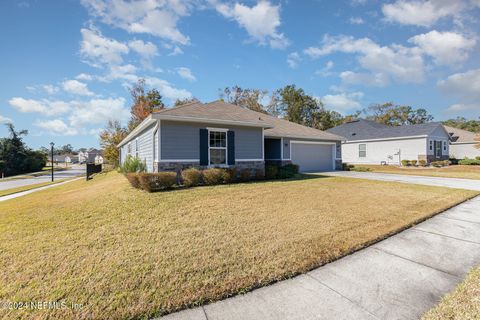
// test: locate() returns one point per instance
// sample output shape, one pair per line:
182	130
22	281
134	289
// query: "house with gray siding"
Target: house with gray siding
219	134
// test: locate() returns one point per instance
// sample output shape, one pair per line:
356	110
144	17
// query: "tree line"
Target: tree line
290	102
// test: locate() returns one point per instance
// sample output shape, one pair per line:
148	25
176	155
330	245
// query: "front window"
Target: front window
218	147
362	150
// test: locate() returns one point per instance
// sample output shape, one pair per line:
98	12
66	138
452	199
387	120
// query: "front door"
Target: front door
438	149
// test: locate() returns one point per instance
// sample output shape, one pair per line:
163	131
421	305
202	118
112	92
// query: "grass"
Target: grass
125	253
454	171
462	304
7	192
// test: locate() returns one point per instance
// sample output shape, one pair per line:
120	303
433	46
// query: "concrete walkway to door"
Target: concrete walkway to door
469	184
398	278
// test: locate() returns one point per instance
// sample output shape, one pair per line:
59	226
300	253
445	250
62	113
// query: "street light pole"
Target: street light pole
51	155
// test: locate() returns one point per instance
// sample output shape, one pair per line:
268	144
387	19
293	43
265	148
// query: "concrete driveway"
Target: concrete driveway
398	278
469	184
74	171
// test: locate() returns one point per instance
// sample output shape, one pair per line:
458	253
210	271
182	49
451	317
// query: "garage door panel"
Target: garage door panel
312	157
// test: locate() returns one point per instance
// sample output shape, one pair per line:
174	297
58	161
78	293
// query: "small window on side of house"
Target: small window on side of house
136	148
362	150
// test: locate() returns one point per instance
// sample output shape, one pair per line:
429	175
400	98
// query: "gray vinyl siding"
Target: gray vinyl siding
273	149
145	146
181	140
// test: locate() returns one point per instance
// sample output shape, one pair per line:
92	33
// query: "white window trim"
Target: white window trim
218	148
362	144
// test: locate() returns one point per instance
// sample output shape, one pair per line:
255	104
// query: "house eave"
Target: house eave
211	121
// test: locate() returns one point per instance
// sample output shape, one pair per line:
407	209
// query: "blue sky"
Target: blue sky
66	65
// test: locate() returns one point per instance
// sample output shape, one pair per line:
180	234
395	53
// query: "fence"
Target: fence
92	169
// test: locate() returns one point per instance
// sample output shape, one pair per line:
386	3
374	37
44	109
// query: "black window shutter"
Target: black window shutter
203	147
231	147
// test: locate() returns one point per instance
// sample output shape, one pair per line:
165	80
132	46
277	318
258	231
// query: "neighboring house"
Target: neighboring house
91	156
462	143
219	134
368	142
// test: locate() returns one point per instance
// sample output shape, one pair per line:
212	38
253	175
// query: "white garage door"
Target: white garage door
312	157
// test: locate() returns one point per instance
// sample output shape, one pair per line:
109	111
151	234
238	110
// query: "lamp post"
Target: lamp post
51	154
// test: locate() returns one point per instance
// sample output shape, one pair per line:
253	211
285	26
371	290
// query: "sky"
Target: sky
66	66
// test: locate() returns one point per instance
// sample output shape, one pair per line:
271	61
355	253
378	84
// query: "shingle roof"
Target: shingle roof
219	110
460	135
362	129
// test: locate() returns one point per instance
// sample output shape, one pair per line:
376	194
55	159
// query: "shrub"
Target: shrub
191	177
157	181
361	169
230	175
213	176
132	177
437	164
469	162
271	171
133	164
245	175
259	174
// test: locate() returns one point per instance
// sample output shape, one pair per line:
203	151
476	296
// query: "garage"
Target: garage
312	156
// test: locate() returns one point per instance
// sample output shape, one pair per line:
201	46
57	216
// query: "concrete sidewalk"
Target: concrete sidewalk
398	278
456	183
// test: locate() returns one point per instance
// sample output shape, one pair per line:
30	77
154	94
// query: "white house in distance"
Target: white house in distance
368	142
462	143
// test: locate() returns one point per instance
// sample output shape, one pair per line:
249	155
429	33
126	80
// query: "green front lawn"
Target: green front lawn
124	253
453	171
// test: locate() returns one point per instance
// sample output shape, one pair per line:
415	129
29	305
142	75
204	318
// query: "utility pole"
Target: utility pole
51	154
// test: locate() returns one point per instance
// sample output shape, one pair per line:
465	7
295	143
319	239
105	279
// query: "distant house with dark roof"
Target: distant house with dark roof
368	142
462	143
220	134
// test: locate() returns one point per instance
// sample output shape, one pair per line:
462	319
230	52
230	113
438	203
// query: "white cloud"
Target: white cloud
98	50
146	50
293	59
50	89
176	51
343	101
186	74
56	127
368	79
4	119
461	107
465	86
422	13
356	20
325	71
44	106
167	90
446	48
158	18
260	21
76	87
84	77
394	62
97	111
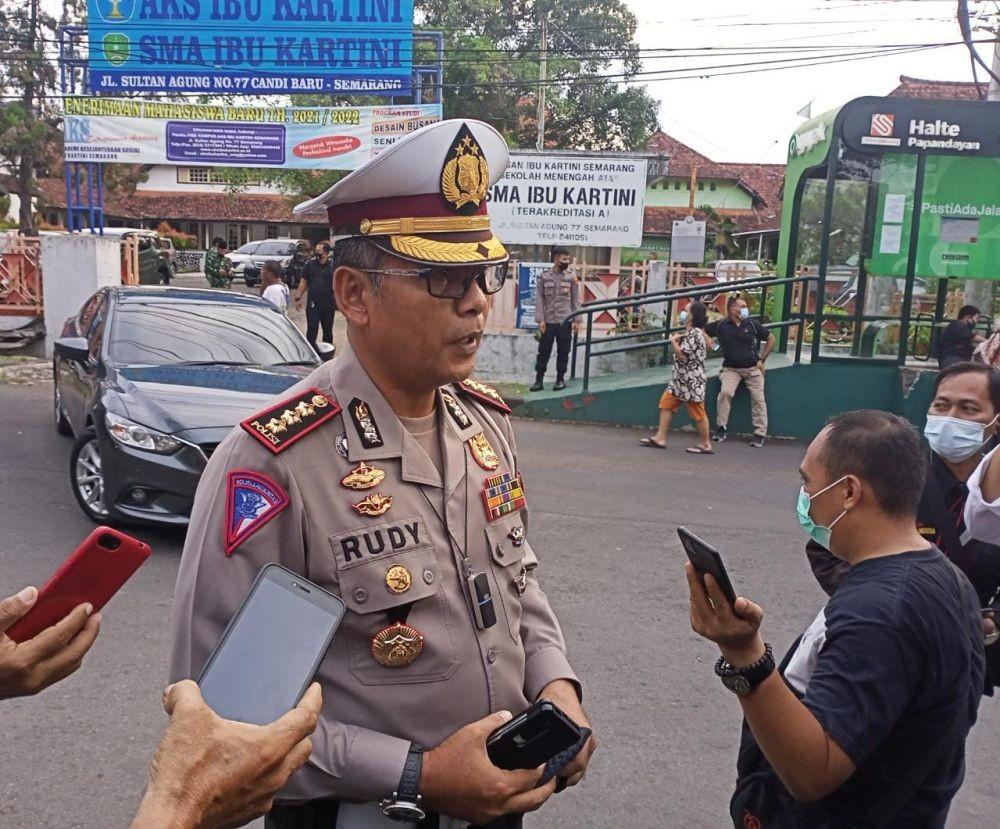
▬▬▬
• [Task objective]:
Locate every line in the data above that contains the string "green" and copy each line in full. Treat uppercase and lowercase letters as different.

• [In response]:
// query: "green front lawn"
Target: green front lawn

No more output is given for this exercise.